[Point localization data]
----

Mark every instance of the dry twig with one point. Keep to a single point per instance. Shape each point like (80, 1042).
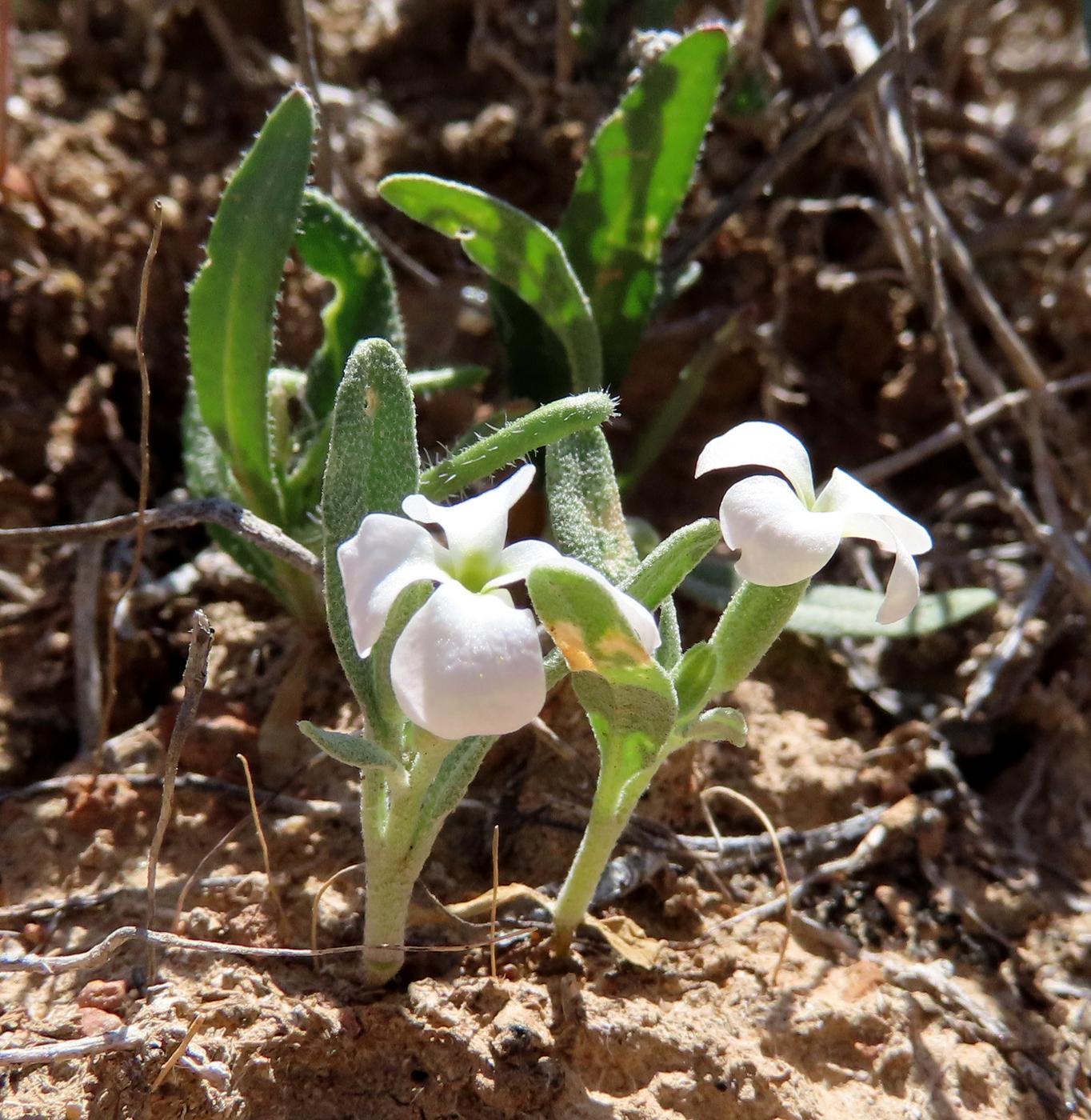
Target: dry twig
(193, 683)
(182, 515)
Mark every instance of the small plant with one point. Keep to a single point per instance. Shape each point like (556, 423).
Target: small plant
(418, 584)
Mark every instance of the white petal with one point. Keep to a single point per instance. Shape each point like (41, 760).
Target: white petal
(637, 614)
(386, 554)
(903, 588)
(470, 664)
(780, 540)
(760, 444)
(846, 494)
(478, 526)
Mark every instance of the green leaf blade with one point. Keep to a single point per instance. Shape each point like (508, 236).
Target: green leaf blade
(514, 440)
(514, 250)
(233, 299)
(585, 506)
(334, 244)
(637, 171)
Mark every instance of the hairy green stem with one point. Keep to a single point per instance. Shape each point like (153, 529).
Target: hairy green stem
(389, 819)
(750, 624)
(518, 438)
(615, 798)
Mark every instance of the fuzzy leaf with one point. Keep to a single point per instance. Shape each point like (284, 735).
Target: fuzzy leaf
(446, 378)
(585, 507)
(662, 571)
(351, 750)
(366, 302)
(517, 439)
(374, 464)
(693, 679)
(233, 299)
(718, 725)
(627, 696)
(637, 173)
(514, 250)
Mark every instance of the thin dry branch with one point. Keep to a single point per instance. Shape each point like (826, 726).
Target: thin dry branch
(193, 685)
(837, 109)
(182, 515)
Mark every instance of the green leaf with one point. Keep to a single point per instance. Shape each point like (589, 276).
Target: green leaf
(637, 174)
(518, 438)
(372, 465)
(718, 725)
(446, 378)
(233, 299)
(366, 302)
(693, 678)
(829, 610)
(351, 750)
(627, 696)
(833, 610)
(670, 562)
(517, 251)
(585, 507)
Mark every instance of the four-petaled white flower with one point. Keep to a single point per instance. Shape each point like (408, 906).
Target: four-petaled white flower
(470, 662)
(785, 534)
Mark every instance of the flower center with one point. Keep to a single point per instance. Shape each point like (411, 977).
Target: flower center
(474, 569)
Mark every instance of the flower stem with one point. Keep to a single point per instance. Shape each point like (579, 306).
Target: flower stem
(750, 624)
(394, 860)
(615, 798)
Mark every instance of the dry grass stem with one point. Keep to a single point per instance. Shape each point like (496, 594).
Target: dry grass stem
(318, 902)
(176, 1054)
(255, 814)
(182, 515)
(722, 791)
(193, 685)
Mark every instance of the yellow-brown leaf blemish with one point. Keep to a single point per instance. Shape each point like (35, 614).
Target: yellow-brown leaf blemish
(569, 640)
(615, 643)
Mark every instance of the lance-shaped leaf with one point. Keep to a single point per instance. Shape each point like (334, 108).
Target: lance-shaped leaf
(637, 170)
(627, 696)
(366, 302)
(514, 250)
(233, 300)
(585, 507)
(514, 440)
(662, 571)
(693, 678)
(352, 750)
(374, 464)
(446, 378)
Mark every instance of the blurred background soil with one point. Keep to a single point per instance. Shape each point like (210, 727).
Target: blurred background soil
(940, 961)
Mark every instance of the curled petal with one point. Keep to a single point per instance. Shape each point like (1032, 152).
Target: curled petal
(903, 588)
(780, 540)
(386, 554)
(470, 664)
(760, 444)
(846, 494)
(478, 526)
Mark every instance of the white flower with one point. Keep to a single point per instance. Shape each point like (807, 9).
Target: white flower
(785, 534)
(470, 661)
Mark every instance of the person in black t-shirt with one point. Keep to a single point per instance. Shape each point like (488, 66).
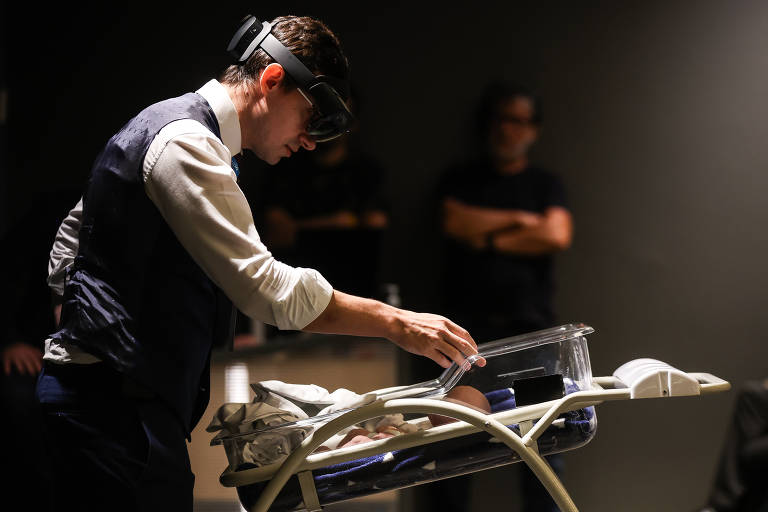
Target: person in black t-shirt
(325, 210)
(502, 219)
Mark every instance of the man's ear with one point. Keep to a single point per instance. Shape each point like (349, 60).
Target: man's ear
(272, 77)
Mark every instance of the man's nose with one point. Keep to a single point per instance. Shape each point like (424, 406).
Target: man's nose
(307, 142)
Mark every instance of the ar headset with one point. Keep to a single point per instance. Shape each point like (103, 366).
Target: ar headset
(332, 117)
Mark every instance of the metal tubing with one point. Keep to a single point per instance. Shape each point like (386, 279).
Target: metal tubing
(422, 406)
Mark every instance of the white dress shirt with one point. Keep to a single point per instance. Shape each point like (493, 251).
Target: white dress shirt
(188, 176)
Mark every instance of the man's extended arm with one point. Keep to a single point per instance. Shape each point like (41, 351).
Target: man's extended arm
(426, 334)
(553, 233)
(196, 194)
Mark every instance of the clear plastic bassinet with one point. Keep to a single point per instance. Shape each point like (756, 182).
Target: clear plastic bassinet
(521, 373)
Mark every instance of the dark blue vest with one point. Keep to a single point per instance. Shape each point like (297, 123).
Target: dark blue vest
(134, 297)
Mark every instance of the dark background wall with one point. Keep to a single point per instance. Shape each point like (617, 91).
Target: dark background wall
(654, 115)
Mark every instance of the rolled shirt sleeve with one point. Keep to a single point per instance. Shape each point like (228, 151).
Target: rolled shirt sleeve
(188, 176)
(64, 249)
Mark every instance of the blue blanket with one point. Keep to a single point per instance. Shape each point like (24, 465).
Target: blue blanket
(423, 464)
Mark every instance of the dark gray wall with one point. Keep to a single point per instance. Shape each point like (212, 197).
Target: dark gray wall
(654, 115)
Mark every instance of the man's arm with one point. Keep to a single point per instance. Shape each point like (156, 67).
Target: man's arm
(425, 334)
(188, 177)
(509, 231)
(64, 250)
(553, 233)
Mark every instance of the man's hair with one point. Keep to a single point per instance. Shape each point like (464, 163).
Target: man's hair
(308, 39)
(499, 92)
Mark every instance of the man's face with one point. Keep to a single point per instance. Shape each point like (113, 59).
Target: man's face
(283, 128)
(512, 133)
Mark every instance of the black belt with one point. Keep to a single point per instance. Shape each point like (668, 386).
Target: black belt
(98, 380)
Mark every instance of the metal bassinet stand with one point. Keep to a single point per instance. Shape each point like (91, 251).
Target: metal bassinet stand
(640, 378)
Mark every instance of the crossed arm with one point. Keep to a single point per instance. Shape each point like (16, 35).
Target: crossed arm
(507, 230)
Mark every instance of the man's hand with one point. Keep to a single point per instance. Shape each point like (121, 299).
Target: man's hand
(25, 359)
(425, 334)
(280, 228)
(435, 337)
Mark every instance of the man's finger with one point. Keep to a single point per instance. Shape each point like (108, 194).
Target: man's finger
(450, 352)
(439, 358)
(461, 332)
(464, 346)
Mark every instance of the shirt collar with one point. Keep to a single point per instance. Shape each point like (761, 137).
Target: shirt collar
(221, 104)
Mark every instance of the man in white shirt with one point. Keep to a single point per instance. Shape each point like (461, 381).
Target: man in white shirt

----

→ HOW TO COMPLETE THIS TASK: Could you transcribe every entry exactly, leaving out the pictures?

→ RESPONSE BOX:
Mark every instance of the dry twig with one point. Keep to a single point per instance. Shape each point like (80, 1042).
Target: dry twig
(193, 683)
(182, 515)
Mark every instance of the small plant with one point. Keep to a single point per instance. Shape each point like (556, 423).
Target: small plant
(418, 584)
Mark every instance of the white petal with one point. Keep to a single point per instance. Shape each point like (41, 760).
Target: white petal
(637, 614)
(386, 554)
(903, 588)
(470, 664)
(780, 540)
(760, 444)
(846, 494)
(478, 526)
Mark every instance of the green leaf blade with one point. Keep to a single point per instance. Shape each point like (508, 236).
Target: green leaf blade
(514, 440)
(514, 250)
(233, 299)
(585, 506)
(334, 244)
(637, 171)
Mark every instance of the hairy green stem with one point. Keep to a single point per instance. Shape each point like (153, 529).
Target: hairy green stem
(389, 819)
(750, 624)
(518, 438)
(615, 798)
Mark every instance of the fuzzy leaf with one point. Keep to a single point per instance. Shape each point like (284, 735).
Target: fuzzy leaf
(446, 378)
(585, 507)
(662, 571)
(351, 750)
(366, 302)
(517, 439)
(374, 464)
(693, 679)
(233, 299)
(718, 725)
(627, 696)
(637, 173)
(514, 250)
Mark every instance of the thin dry branch with one point. Keep to a single point per instance. Shape each point like (826, 726).
Target: thin dry branch
(193, 685)
(837, 109)
(182, 515)
Mark every instance of the green leaf with one point. Keep to a single point per instance. Shape each point like (589, 276).
Target: green leaf
(637, 174)
(518, 438)
(372, 465)
(718, 725)
(446, 378)
(233, 299)
(366, 302)
(693, 678)
(829, 610)
(351, 750)
(627, 696)
(833, 610)
(670, 562)
(517, 251)
(585, 507)
Mark every instance of the four-petaled white flower with one point. Keep to a single point per instance. Shape each point like (408, 906).
Target: four-petaled white flower
(470, 662)
(785, 534)
Mark every instance of the flower center with one point. Keep to a single point per instance. Shape each point like (411, 977).
Target: flower center
(474, 569)
Mark every instance of the flower stem with one point. Keep to a single point per instance. Shape each point like (579, 306).
Target: flower stem
(750, 624)
(394, 860)
(615, 798)
Mark every instance of the dry grass stem with one point. Keep to a single point per instance. Shape each point like (496, 594).
Target: dry grass stem
(318, 902)
(176, 1054)
(255, 814)
(182, 515)
(722, 791)
(193, 685)
Mark every instance of the yellow-brown leaf blemish with one point. Keep to a single point per instance. Shape each point like (35, 614).
Target: yellow-brown leaf blemish
(569, 640)
(615, 643)
Mark every instance of the lance-shaped leaf with one point. Keep to a single point per instance. Shape each point like (334, 108).
Target: lance-shaped leaf
(637, 170)
(627, 696)
(366, 302)
(514, 250)
(233, 300)
(585, 507)
(514, 440)
(662, 571)
(693, 678)
(352, 750)
(374, 464)
(446, 378)
Mark every instance of the blurred background soil with one point. Keep to a single point per instance. Shape each point like (210, 727).
Target: blurred background soil
(940, 961)
Mark every instance of the curled petal with one point. Keep to a single point per instance. Shape each point like (1032, 152).
Target: curled petal
(903, 588)
(780, 540)
(386, 554)
(470, 664)
(760, 444)
(846, 494)
(478, 526)
Mark every instance of the white flower with one point. Keep to a single point per instance. Shape each point like (807, 9).
Target: white flower
(785, 534)
(470, 661)
Mark every instance of the person in black t-shirt with one point. Keep to a single point per instance. Shape each point like (488, 66).
Target: person in black t-shirt
(325, 210)
(502, 219)
Mark every instance of the man's ear with one point. Keep to a single point per instance. Shape each point like (349, 60).
Target: man's ear
(272, 77)
Mark every instance of the man's nose with one point. Keep to a single point per instance. Shape each point like (424, 406).
Target: man's nose
(307, 142)
Mark every instance of the ar headset with one point. Keep to a single point per instance. Shape each point like (103, 366).
Target: ar headset
(332, 117)
Mark every instance of the metal tubing with one point. Keep to a single point per instance. Shape each point like (386, 279).
Target: metal tubing
(422, 406)
Mark every instance of the white dress shirt with one point. Keep to a single point per instance. Shape each point like (493, 251).
Target: white dress shirt
(188, 176)
Mark every instance of the man's extended arm with one point. Keep to a single point per instance. Shape each point like (41, 351).
Target: man's extended arm
(426, 334)
(553, 233)
(196, 194)
Mark every instance of the clear plastic bassinet with one point. Keep to a single point per instance. Shape each point like (756, 182).
Target: clear plastic bassinet
(521, 373)
Mark every instance of the dark blue vest with one point. Keep to a single point per instance. Shape each point like (297, 123).
Target: dark blue vest
(134, 297)
Mark every instance of the dark background wall with one point. Keep to a single point per instance. Shape each point like (617, 91).
Target: dark background wall
(654, 115)
Mark every instance of the rolled shirt sleeve with one point. Keep to a single point per instance. Shape each point like (228, 151).
Target: rolled shirt sleeve
(188, 176)
(64, 249)
Mark every instance of the blue blanket with one point. Keep to a single point per instance. Shape each point like (24, 465).
Target: blue blanket
(423, 464)
Mark every instance of the dark gray wall with one point. Keep to a single point per instance. Shape each point like (212, 197).
Target: dark gray wall
(654, 115)
Mark every instance of the man's arm with one point. Keep to a single point per instance. Shape each point like (156, 67).
Target: man's arm
(425, 334)
(188, 177)
(509, 231)
(64, 250)
(553, 233)
Mark every instance of the man's hair with one point. Keep to a single point per instance. Shape each point like (464, 163).
Target: man's hair
(308, 39)
(499, 92)
Mark every instance of the man's face with one point. Keep to a single point per instance. Shape each point like (113, 59).
Target: man's face
(283, 128)
(512, 133)
Mark every instance of the black belt with one point. Keep to a single point per instance. Shape each point like (668, 386).
Target: black belt
(98, 380)
Mark every instance of the metal bassinet stand with one point. Keep to a single point per instance. Shape each point like (91, 251).
Target: metal bassinet stand
(640, 378)
Mark every instance of the crossed arm with one point. Keep to a single point per instance. Shape each point like (16, 35).
Target: crossed arm
(507, 230)
Mark every instance of the man's hand with one point. Keep to a single point per instance. Shape each point like (121, 299).
Target: man's hand
(25, 359)
(425, 334)
(280, 228)
(435, 337)
Mark every instance of the man's finger with one point. Keep to a single point per instance. Shape each point like (108, 194).
Target: man's finger
(450, 352)
(439, 358)
(461, 332)
(464, 346)
Mark every instance of the shirt collar with one point. Keep to a single point per instance. Shape each point like (761, 137).
Target: shirt collar
(221, 104)
Mark every instance of the man in white shirt with one point. Keep to a single point per instance. Shape each point like (461, 381).
Target: man in white shirt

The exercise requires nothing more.